▶ Directions for this task: Could every line below be written out exactly as it appears?

Saved data entries:
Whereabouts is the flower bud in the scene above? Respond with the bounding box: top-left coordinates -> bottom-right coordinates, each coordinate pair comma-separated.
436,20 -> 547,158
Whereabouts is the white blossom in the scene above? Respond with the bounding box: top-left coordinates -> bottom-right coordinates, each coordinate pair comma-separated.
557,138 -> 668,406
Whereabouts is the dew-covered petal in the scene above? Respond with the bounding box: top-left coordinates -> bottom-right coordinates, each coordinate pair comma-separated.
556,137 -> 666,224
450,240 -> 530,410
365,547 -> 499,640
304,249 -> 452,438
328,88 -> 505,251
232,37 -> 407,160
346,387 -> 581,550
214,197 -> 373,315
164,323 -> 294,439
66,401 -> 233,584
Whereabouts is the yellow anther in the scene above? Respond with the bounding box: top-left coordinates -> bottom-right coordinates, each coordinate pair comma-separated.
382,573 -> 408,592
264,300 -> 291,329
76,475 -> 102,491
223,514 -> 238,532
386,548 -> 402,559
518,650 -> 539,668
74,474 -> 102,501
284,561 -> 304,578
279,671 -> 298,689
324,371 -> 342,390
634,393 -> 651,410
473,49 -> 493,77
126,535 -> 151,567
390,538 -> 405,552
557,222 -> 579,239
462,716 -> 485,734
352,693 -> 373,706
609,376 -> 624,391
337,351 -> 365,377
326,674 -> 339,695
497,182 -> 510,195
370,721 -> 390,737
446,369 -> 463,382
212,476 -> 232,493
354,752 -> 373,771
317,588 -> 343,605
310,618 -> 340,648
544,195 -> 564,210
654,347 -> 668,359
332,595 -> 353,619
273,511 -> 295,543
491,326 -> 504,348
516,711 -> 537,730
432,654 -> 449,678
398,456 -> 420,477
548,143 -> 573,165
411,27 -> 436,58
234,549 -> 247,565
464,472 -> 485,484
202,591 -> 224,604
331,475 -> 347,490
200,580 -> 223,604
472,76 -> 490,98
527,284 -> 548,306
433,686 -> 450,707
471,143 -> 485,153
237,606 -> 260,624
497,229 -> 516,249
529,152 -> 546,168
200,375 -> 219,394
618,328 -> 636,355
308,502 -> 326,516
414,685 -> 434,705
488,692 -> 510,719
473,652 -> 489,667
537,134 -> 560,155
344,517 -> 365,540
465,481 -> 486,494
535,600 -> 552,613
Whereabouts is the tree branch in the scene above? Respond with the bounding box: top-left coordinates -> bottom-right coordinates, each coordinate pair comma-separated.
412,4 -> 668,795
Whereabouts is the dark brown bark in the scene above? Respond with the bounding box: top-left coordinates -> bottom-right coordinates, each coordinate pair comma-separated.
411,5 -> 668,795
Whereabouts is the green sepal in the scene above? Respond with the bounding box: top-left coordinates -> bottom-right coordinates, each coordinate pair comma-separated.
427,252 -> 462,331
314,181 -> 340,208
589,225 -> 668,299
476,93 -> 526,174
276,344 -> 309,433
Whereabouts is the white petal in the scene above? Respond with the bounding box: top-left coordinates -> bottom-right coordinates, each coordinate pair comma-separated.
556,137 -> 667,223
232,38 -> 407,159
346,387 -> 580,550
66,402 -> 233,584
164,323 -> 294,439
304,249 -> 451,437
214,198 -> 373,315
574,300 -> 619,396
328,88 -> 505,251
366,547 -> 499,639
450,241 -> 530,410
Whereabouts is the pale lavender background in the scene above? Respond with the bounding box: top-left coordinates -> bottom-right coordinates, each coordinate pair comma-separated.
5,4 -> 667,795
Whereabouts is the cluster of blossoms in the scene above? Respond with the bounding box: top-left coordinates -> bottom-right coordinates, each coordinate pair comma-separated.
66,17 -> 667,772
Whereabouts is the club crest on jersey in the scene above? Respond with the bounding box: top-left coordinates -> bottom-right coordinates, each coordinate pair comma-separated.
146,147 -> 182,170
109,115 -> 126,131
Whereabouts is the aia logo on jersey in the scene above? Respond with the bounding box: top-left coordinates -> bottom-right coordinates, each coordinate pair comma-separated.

▶ Task answer:
Whereabouts is the flower bud in the scene above? Respond with the bounding box: top-left coordinates -> bottom-right coordinates, each coordinate pair comma-separated.
436,20 -> 547,158
Whereabouts is the white blossom in the scene above? Respond with the bounding box: top-left coordinates -> bottom-right coordinates, each coordinate pair comma-separated.
557,138 -> 668,406
Whereabouts is the dew-covered petal in the scene above? Respond with the bounding box: top-left coordinates -> bottom-right coordinates, each coordinate pair comma-separated.
556,137 -> 666,224
450,240 -> 530,410
365,547 -> 499,640
304,249 -> 452,438
328,88 -> 505,251
232,37 -> 407,160
346,387 -> 581,550
214,197 -> 373,315
164,323 -> 294,439
66,401 -> 233,584
Whereabouts is the yellow anther in the scene above? Respond with the bounding box: top-left coordinates -> bottom-right coordinates, each coordinate pair comma-separated.
382,573 -> 408,592
264,300 -> 291,329
76,475 -> 102,491
223,514 -> 238,532
386,548 -> 402,559
518,650 -> 539,668
74,474 -> 102,501
284,561 -> 304,578
279,671 -> 298,689
324,371 -> 342,390
634,393 -> 651,410
473,49 -> 493,77
126,535 -> 151,567
390,538 -> 405,552
557,222 -> 579,239
462,716 -> 485,734
352,693 -> 373,706
609,376 -> 624,391
337,351 -> 365,377
326,674 -> 339,695
497,182 -> 510,195
370,721 -> 390,737
446,369 -> 463,382
212,476 -> 232,493
354,752 -> 373,771
317,588 -> 343,605
310,618 -> 340,648
544,195 -> 564,210
654,347 -> 668,359
332,595 -> 353,619
273,511 -> 295,543
491,326 -> 504,348
516,711 -> 537,730
432,654 -> 449,678
398,456 -> 420,477
548,143 -> 573,165
411,27 -> 436,58
234,549 -> 247,565
464,472 -> 485,484
202,591 -> 224,604
331,475 -> 347,490
200,580 -> 223,604
472,76 -> 490,98
527,284 -> 548,306
433,686 -> 450,707
471,143 -> 485,153
237,606 -> 260,624
497,229 -> 516,249
529,152 -> 546,168
200,375 -> 219,394
618,328 -> 636,355
308,502 -> 326,516
414,685 -> 434,705
488,692 -> 510,719
473,652 -> 489,667
537,134 -> 560,155
344,517 -> 365,540
465,481 -> 486,494
535,600 -> 552,613
Whereabouts is the tree branch in the scene above? Respond with the bounding box: top-left coordinates -> bottom-right coordinates, each coordinate pair comma-separated.
412,4 -> 668,795
Whereabouts is the dark brown bark in the scene above? Respond with the bounding box: top-left coordinates -> bottom-right coordinates, each coordinate pair comma-separated.
411,5 -> 668,795
Whereabouts is the green sepal in the scene above? Respond with the bounding box: top-left coordinates -> bottom-right coordinates, each coordinate pair comma-separated.
427,252 -> 462,331
314,181 -> 340,208
589,225 -> 668,299
476,93 -> 526,174
276,344 -> 309,433
Whereabouts is the white petal in the scene above? Respond with the bounding box: top-left coordinates -> bottom-right coordinates, each coordinate pair comma-separated.
556,137 -> 667,223
232,38 -> 407,159
346,387 -> 580,550
66,402 -> 233,584
164,323 -> 294,439
304,249 -> 451,437
214,198 -> 373,315
574,300 -> 619,396
328,88 -> 505,251
366,547 -> 499,639
450,241 -> 530,410
Whereabouts is the pale lavender background in the scene above? Respond with the bounding box: top-left coordinates -> bottom-right coordinates, each coordinate pair comma-separated.
5,4 -> 667,795
Whereabouts is the cluster of blossoms in the scene above? Respond with the bounding box: top-left coordinates -> bottom-right coordinates, each coordinate pair comma-separated.
66,17 -> 667,772
Whereabouts is the club crest on jersey in the scene above? Respond with the bounding box: top-left coordinates -> bottom-right coordinates, each coordinate pair comma-separated.
146,147 -> 182,170
109,115 -> 126,131
Whereabouts is the aia logo on jersey in the scene above? Respond with the bounding box: top-left coordinates -> bottom-right coordinates, each coordinate pair comma-separated.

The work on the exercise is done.